▸ DATA IN THIS EXERCISE:
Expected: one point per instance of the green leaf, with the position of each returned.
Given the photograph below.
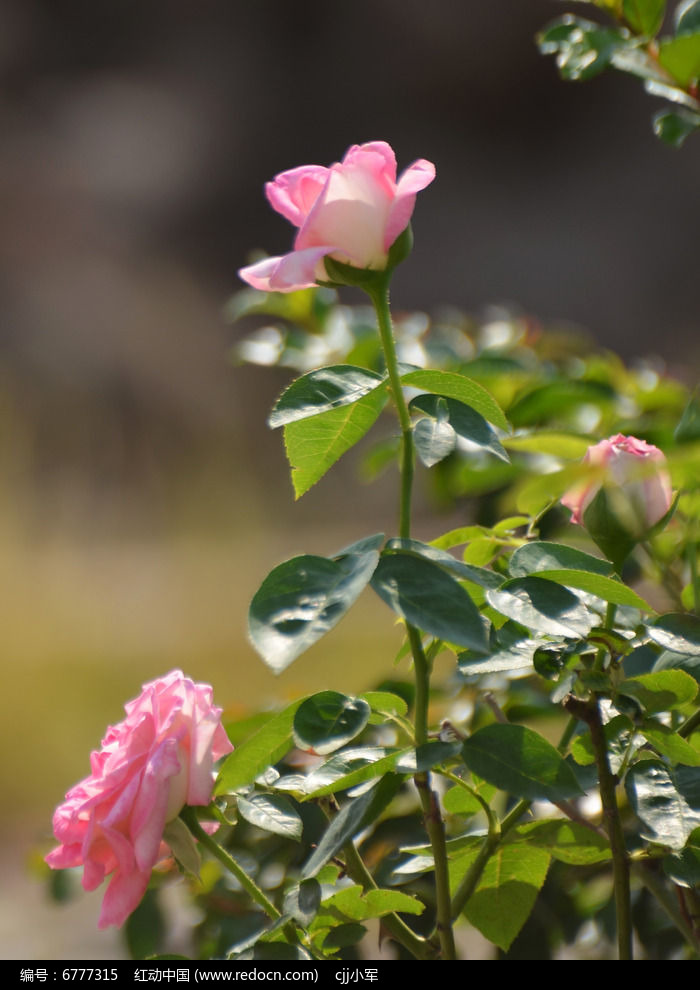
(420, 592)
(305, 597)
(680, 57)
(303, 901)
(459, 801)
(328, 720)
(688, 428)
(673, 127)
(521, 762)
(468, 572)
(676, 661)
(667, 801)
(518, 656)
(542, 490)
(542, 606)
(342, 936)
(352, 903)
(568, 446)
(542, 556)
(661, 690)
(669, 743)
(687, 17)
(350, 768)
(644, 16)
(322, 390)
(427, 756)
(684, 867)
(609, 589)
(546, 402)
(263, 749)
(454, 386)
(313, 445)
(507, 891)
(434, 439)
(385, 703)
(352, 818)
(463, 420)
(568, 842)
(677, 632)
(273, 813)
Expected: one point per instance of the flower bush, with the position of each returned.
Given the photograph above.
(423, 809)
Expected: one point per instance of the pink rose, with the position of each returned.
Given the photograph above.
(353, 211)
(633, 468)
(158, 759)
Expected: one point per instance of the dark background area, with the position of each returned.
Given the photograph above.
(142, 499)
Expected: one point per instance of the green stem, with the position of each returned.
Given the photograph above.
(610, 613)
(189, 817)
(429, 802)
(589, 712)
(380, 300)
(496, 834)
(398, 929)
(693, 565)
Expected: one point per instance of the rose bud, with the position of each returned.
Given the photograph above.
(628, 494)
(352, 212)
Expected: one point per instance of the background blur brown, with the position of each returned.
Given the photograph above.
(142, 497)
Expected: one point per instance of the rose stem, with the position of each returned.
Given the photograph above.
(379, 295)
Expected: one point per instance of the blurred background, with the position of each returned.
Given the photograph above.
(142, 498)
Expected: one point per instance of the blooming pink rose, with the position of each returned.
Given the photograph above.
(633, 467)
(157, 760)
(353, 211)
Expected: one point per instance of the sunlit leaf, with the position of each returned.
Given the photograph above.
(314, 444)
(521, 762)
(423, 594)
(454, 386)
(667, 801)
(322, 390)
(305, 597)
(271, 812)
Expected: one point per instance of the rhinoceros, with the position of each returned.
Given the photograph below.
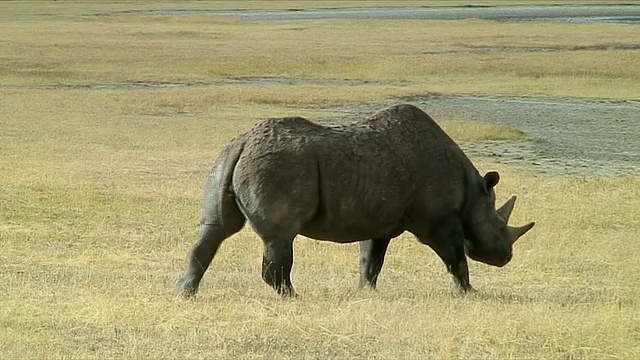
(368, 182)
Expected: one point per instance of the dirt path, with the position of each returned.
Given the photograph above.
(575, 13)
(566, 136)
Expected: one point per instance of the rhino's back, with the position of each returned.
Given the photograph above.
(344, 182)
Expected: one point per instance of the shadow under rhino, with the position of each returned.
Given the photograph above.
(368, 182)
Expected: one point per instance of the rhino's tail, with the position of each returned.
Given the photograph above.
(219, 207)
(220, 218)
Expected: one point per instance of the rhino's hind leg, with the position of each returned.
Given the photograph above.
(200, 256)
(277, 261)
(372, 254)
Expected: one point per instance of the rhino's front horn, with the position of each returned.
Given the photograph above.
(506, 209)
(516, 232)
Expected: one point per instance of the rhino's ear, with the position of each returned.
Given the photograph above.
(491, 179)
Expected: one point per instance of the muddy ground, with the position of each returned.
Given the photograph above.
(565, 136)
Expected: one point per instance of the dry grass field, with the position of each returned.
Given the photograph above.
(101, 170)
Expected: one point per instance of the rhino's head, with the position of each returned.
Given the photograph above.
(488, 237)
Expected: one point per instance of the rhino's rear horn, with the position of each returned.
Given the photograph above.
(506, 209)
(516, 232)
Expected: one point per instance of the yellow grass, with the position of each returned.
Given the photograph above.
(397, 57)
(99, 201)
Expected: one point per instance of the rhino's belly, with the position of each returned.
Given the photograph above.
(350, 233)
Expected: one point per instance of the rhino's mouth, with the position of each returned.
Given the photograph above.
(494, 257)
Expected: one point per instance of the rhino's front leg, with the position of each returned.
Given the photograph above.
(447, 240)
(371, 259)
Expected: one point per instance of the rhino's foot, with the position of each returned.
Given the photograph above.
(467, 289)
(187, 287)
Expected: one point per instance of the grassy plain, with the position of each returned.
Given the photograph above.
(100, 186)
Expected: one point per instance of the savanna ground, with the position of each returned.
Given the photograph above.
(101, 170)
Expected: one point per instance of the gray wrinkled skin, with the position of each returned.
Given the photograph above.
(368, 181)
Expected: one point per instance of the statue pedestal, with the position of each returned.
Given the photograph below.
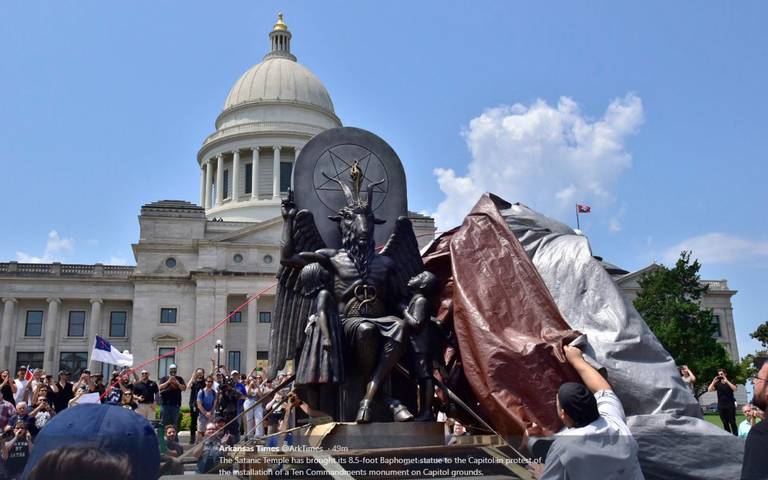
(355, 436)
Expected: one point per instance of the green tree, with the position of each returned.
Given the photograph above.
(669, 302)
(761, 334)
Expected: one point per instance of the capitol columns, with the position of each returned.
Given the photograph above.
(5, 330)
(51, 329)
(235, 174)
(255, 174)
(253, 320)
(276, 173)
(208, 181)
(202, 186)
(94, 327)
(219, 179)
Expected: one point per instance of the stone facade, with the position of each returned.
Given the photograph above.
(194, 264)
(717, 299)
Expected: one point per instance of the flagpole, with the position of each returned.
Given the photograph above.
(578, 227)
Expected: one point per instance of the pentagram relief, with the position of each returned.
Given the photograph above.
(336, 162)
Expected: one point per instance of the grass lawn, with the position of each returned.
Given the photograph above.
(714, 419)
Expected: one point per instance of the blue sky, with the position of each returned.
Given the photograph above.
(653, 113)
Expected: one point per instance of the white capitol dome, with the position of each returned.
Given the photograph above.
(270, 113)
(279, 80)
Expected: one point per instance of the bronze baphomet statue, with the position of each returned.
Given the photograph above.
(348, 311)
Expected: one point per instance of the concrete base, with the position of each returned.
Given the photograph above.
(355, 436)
...
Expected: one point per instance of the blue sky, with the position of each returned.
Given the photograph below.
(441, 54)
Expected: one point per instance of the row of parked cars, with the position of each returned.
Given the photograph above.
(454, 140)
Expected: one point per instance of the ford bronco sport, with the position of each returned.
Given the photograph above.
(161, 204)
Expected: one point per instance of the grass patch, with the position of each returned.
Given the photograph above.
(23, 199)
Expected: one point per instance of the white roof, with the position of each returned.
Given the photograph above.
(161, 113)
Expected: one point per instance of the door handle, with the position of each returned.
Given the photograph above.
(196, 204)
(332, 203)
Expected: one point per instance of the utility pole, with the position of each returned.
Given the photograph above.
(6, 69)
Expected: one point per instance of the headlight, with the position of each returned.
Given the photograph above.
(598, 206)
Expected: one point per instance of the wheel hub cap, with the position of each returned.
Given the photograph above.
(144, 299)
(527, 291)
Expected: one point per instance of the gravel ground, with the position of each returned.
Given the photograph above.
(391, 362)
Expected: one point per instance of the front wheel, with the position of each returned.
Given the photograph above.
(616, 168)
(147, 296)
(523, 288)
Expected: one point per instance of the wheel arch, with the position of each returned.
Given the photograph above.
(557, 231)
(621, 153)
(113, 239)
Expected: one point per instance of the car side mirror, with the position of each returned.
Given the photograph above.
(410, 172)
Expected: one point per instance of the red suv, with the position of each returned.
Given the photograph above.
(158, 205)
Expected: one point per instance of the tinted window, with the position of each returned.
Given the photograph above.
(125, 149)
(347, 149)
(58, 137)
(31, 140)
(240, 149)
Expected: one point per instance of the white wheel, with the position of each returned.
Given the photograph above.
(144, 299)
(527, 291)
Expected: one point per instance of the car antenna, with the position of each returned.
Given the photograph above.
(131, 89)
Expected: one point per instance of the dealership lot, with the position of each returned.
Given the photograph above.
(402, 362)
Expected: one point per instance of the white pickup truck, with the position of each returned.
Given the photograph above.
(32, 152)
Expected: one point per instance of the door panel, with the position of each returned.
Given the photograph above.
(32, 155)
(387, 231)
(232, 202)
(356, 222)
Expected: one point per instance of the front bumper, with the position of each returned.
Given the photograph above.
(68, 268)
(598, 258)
...
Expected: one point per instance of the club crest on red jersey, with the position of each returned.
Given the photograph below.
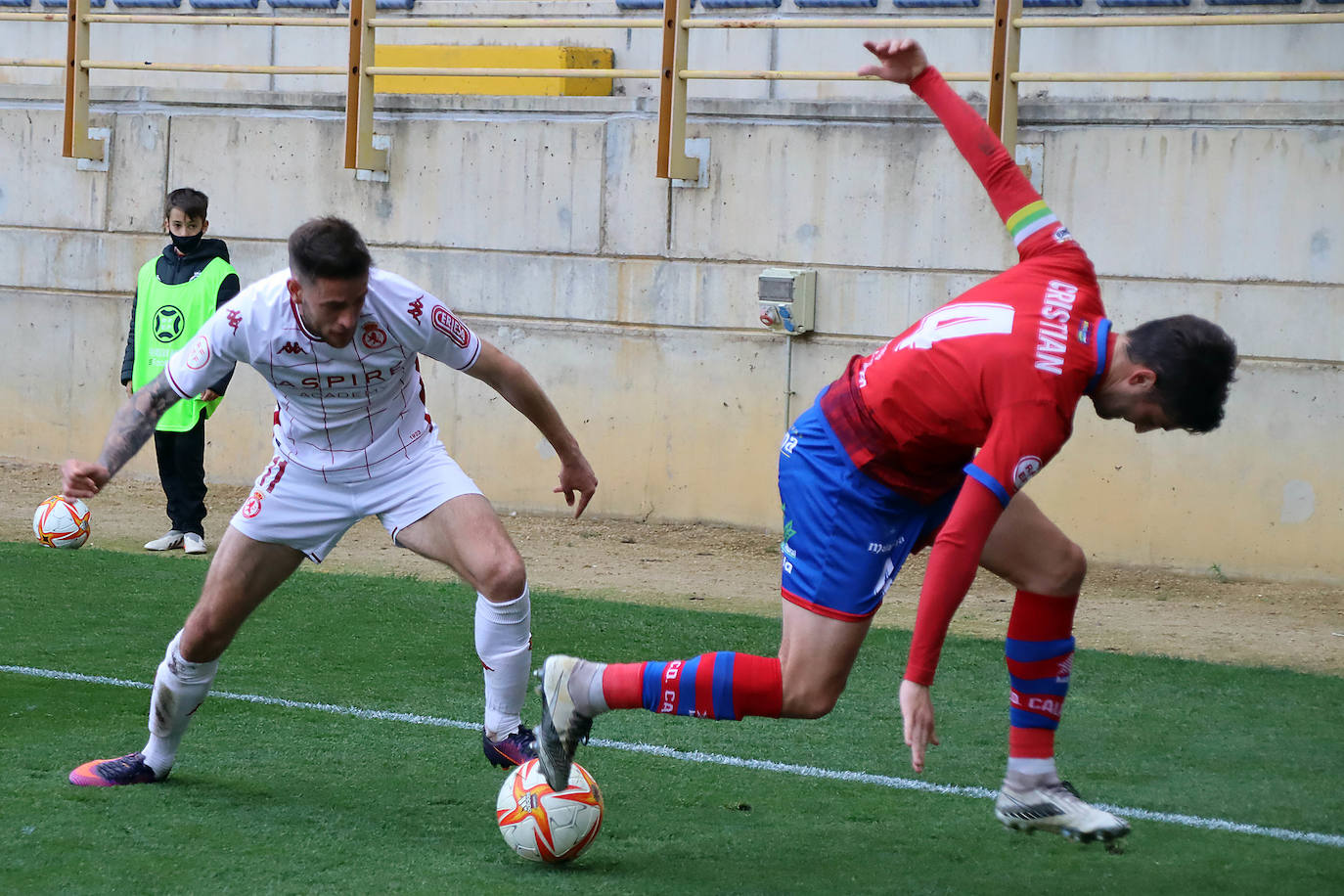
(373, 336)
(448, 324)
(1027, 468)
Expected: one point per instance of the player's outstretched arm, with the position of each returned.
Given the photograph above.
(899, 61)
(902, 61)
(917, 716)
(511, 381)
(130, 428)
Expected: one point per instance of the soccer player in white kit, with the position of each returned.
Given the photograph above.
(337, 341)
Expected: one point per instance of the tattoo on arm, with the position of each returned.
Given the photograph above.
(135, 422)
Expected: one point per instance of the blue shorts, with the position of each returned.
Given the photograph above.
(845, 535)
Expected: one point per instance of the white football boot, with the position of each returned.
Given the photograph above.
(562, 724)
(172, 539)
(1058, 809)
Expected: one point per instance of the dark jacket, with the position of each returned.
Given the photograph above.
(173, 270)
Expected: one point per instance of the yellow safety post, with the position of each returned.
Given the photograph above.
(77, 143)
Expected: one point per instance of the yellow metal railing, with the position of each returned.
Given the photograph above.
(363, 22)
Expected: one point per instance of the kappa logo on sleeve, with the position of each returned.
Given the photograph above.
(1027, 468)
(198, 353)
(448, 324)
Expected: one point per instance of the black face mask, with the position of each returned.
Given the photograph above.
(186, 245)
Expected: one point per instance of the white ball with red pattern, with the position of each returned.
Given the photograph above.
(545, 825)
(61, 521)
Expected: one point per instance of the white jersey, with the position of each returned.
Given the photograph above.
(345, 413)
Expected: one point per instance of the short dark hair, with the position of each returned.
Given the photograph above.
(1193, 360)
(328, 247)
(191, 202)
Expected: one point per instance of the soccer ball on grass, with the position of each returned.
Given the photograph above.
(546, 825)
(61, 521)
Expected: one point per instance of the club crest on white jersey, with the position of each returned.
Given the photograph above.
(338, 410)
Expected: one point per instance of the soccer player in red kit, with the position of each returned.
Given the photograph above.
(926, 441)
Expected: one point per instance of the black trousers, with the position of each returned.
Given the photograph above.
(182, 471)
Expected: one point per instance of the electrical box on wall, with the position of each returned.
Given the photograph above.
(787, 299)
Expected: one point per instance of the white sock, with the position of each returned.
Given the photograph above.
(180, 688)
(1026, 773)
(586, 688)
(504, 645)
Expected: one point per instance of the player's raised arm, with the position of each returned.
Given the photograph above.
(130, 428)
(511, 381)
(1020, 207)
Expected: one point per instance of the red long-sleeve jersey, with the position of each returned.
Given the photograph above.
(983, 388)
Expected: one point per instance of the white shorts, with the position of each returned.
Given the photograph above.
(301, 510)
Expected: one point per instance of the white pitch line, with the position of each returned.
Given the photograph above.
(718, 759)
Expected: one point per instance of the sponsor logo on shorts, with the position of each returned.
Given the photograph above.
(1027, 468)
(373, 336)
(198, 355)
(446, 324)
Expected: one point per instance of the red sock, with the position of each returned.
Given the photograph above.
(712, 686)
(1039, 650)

▸ YOUR OBJECTIVE: In the listing above, find the line holding "Expected: one point per instance of the green leaf, with" and the line holding "Expected: one point per instance of the blooming". Reproduce those two lines and all between them exactly, leaving out pictures.

▸ ANSWER SECTION:
Expected: one point per instance of the green leaf, with the position of each returned.
Given the photograph below.
(420, 592)
(305, 597)
(680, 57)
(303, 901)
(459, 801)
(328, 720)
(688, 428)
(673, 127)
(521, 762)
(468, 572)
(676, 661)
(667, 801)
(518, 656)
(542, 490)
(542, 606)
(342, 936)
(352, 903)
(568, 446)
(542, 556)
(661, 690)
(669, 743)
(687, 17)
(350, 768)
(644, 16)
(322, 390)
(427, 756)
(684, 867)
(609, 589)
(546, 402)
(263, 749)
(454, 386)
(313, 445)
(507, 891)
(434, 439)
(385, 703)
(352, 818)
(463, 420)
(568, 842)
(677, 632)
(273, 813)
Expected: one point per instance of the flower bush, with the position of each returned.
Given the photograph above.
(423, 809)
Expected: one point per instance of the pink rose, with the position of each returned.
Given the photograph above.
(353, 211)
(633, 468)
(158, 759)
Expected: one point per instance of the dark background area, with the position of each returned.
Given the photograph above.
(142, 499)
Expected: one point per instance of the green stem, with the position of each returned.
Given the photograph above.
(610, 613)
(189, 817)
(429, 802)
(589, 712)
(380, 300)
(496, 834)
(398, 929)
(693, 565)
Expected: one point per instance of the rose bud, with the position of each returned.
Given the photograph above.
(628, 494)
(352, 212)
Expected: one point per instance of the background blur brown, with the position of each returned.
Given the photograph above.
(142, 497)
Expected: one point per instance of the rose stem, with the position of each returned.
Given the photograph above.
(379, 295)
Expected: one point per instance of the blurred background, with the position of each returned.
Given the photograph above.
(142, 498)
Expected: one point per instance of the blooming pink rose, with the position of each returned.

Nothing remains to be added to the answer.